**Requirement**
Start at the line that contains "the white wedding". Repeat it and each line after it, exactly, up to and including the final line of the data.

[Natural language region descriptions]
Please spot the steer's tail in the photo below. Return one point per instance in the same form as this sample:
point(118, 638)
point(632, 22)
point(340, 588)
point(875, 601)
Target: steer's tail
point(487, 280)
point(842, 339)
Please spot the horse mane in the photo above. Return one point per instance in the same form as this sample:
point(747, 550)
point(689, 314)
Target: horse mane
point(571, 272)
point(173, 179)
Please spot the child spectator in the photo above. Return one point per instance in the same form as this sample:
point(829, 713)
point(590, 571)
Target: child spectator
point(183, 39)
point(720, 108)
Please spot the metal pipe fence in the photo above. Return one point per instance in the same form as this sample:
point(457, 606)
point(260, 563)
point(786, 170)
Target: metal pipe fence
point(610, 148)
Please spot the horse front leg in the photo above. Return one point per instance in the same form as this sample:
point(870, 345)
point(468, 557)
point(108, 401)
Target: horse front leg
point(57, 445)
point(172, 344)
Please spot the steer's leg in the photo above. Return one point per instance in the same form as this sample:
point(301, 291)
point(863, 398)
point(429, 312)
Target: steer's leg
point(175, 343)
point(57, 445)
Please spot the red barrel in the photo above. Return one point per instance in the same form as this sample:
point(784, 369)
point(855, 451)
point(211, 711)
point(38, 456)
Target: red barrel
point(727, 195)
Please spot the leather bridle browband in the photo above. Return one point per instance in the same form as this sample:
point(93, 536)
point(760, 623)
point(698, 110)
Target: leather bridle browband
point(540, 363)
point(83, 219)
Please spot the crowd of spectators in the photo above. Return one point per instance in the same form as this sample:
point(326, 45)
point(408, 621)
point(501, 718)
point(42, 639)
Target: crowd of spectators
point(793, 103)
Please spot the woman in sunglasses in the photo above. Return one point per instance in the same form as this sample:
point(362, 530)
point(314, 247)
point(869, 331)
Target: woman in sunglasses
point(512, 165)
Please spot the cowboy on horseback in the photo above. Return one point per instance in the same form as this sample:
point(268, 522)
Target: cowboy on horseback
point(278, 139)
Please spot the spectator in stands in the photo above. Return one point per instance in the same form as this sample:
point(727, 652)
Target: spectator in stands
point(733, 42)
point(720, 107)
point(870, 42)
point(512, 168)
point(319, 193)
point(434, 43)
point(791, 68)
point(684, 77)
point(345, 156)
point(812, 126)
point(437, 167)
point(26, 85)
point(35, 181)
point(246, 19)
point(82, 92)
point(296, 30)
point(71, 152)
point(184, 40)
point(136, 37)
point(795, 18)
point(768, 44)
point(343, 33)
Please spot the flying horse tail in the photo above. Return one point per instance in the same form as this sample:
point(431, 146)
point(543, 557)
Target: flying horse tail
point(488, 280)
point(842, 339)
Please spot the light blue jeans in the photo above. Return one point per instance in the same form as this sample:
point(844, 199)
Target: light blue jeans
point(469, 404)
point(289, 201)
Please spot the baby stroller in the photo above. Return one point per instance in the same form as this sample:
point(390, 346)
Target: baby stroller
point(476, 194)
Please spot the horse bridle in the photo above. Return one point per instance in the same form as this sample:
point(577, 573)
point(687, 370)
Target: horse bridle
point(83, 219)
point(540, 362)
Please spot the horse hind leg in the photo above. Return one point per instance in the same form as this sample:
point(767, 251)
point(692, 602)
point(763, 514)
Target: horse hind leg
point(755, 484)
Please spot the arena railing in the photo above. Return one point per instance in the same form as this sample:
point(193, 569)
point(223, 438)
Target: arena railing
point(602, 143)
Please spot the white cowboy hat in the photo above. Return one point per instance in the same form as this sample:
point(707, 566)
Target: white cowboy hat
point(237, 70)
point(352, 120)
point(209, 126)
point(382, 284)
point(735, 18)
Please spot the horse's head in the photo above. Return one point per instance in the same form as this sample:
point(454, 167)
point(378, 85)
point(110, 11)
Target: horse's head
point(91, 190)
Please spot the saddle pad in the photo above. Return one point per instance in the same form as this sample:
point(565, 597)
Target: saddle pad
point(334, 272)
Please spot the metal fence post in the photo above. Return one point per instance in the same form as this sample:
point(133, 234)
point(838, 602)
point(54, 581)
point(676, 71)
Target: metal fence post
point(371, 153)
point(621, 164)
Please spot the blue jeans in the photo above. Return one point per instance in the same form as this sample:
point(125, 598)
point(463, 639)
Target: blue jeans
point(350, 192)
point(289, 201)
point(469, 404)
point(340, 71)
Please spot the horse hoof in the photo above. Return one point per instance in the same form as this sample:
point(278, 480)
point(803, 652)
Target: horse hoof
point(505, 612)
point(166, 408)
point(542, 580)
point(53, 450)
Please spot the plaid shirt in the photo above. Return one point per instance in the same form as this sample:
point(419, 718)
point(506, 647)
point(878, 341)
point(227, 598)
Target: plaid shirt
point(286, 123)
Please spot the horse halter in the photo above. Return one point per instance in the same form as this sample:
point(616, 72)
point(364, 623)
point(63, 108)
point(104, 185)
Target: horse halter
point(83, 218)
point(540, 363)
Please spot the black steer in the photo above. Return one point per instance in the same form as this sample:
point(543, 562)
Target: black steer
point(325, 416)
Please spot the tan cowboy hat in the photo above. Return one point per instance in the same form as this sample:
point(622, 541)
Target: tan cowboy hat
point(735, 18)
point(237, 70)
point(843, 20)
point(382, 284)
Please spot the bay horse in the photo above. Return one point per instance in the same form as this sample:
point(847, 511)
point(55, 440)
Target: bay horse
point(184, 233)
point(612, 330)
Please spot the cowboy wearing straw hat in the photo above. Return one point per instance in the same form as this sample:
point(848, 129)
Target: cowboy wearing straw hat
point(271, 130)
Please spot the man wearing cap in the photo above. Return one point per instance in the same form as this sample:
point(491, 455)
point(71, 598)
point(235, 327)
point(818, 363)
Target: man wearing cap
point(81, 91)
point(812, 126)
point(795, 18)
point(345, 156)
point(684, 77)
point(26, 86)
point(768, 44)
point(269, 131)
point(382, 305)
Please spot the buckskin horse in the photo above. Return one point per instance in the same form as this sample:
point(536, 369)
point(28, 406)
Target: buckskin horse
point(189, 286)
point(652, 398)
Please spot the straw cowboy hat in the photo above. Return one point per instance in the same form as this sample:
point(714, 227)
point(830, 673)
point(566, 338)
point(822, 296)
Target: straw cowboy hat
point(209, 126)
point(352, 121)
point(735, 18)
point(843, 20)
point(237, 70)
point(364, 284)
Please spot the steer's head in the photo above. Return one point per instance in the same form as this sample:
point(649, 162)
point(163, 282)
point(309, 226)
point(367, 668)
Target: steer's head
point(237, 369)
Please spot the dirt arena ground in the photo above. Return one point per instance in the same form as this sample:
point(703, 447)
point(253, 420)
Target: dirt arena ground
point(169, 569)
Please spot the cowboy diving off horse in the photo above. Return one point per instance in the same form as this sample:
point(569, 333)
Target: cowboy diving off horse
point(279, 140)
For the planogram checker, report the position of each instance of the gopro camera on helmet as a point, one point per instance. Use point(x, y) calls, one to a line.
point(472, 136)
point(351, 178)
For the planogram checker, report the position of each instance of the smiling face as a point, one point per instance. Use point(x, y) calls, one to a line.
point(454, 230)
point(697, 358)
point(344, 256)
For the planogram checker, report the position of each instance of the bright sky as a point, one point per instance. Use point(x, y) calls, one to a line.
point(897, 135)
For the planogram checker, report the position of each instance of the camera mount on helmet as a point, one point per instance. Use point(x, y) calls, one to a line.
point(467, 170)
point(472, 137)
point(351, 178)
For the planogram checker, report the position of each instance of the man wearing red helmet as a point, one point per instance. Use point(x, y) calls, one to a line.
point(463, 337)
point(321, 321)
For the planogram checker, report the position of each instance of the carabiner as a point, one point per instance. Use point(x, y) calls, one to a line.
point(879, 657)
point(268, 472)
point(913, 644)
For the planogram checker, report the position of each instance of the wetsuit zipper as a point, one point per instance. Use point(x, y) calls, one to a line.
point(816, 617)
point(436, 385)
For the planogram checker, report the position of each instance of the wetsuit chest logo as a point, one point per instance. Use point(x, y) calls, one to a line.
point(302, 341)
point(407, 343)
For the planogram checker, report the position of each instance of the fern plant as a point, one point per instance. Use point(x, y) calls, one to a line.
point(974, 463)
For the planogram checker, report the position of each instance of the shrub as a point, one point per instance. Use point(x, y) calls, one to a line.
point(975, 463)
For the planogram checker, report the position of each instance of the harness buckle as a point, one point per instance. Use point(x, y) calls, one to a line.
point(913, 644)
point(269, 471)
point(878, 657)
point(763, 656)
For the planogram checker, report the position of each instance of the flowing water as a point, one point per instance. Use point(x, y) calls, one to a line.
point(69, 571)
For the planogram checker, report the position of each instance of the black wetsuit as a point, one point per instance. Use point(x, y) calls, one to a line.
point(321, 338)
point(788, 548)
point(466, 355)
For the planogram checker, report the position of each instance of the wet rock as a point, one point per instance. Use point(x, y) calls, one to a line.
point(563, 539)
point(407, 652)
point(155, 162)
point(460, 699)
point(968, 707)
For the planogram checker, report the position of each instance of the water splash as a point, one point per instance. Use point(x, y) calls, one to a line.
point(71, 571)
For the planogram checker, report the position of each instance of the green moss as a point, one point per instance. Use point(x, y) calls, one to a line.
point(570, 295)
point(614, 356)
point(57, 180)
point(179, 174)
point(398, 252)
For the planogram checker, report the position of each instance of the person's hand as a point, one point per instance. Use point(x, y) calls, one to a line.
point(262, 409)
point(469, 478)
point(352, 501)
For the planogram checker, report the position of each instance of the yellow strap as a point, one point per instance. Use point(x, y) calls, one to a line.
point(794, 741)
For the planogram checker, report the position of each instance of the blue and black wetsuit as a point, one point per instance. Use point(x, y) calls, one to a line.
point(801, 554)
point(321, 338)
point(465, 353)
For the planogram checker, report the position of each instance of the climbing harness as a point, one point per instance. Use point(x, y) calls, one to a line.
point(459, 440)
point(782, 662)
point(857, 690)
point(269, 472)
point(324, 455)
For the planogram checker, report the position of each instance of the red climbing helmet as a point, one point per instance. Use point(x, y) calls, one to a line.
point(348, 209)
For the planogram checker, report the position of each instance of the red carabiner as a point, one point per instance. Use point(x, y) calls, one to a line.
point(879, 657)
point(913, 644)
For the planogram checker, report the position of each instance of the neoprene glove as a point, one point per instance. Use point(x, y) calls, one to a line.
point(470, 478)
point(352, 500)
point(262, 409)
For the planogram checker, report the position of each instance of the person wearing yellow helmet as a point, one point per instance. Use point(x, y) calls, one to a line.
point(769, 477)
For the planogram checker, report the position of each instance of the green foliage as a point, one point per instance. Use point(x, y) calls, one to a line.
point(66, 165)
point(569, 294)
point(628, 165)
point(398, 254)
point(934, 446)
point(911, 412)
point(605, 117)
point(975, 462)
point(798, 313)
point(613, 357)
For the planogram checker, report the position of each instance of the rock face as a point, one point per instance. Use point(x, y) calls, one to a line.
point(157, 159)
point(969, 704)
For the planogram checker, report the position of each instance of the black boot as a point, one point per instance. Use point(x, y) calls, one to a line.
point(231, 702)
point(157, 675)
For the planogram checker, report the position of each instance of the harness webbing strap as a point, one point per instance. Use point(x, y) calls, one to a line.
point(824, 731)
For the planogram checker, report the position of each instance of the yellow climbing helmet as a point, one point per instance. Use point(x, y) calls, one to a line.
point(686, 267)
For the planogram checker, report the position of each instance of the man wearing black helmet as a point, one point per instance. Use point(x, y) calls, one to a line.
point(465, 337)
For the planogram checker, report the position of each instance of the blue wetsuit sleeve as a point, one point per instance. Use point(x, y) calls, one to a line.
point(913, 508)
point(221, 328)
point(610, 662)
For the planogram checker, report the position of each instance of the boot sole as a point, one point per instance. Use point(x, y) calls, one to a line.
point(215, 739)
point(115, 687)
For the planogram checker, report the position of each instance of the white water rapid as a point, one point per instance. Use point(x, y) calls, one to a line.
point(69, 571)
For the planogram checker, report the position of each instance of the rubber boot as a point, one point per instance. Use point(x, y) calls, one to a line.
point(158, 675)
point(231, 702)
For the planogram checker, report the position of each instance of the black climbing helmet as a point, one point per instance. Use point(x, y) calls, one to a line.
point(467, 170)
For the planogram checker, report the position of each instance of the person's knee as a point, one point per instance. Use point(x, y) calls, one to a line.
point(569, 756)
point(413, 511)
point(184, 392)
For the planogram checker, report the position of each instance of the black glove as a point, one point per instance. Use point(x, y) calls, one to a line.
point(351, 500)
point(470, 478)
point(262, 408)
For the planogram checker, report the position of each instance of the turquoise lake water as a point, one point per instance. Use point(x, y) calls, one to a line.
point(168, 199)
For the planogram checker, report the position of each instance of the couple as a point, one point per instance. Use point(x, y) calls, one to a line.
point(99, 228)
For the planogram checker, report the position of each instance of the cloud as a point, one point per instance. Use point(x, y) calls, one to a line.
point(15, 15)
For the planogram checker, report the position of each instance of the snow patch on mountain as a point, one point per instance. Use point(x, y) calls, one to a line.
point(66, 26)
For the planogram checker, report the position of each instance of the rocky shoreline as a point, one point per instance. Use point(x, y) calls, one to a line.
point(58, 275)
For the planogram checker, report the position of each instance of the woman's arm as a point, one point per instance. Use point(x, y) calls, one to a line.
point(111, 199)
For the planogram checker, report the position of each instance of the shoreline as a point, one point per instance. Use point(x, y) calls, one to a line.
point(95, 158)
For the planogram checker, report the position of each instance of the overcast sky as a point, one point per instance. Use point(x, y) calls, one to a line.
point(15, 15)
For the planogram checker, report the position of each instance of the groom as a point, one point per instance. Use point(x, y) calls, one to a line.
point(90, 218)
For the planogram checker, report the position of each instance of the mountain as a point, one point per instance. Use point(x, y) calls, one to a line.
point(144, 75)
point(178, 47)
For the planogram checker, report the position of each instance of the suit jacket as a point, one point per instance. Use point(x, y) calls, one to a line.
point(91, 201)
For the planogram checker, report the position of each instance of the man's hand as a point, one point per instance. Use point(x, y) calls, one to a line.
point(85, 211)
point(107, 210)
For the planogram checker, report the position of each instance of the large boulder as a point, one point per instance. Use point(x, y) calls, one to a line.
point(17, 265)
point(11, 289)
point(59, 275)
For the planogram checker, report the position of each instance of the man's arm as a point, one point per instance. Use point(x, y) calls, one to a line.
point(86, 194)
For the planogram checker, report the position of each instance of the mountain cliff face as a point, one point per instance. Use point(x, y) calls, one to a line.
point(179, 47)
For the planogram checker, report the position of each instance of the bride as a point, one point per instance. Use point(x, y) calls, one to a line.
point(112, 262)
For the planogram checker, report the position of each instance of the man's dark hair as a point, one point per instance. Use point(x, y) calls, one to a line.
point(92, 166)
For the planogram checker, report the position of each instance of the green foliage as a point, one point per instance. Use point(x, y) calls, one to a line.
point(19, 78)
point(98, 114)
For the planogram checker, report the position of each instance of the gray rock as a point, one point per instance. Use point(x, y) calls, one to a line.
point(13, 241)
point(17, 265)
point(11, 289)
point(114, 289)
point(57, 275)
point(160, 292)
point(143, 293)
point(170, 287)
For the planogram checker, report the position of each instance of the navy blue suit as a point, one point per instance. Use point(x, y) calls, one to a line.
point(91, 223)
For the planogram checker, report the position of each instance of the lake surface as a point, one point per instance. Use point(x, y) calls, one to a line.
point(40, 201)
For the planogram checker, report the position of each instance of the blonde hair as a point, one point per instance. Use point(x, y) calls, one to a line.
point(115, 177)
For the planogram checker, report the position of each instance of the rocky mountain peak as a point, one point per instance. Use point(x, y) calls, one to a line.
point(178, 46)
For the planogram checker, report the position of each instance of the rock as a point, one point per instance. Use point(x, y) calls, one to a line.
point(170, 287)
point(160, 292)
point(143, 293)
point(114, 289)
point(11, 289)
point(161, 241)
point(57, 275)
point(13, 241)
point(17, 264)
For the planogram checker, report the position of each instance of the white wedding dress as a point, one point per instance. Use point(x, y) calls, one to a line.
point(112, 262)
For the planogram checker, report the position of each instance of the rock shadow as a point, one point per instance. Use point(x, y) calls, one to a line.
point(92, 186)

**Task output**
For the planogram checker, report the position of each instance of the white wedding dress as a point, one point per instance. Use point(x, y) calls, one to a line.
point(112, 262)
For the planogram checker, report the position of each instance of the rock shadow as a point, one point per instance. Use point(x, y) calls, one to a line.
point(92, 186)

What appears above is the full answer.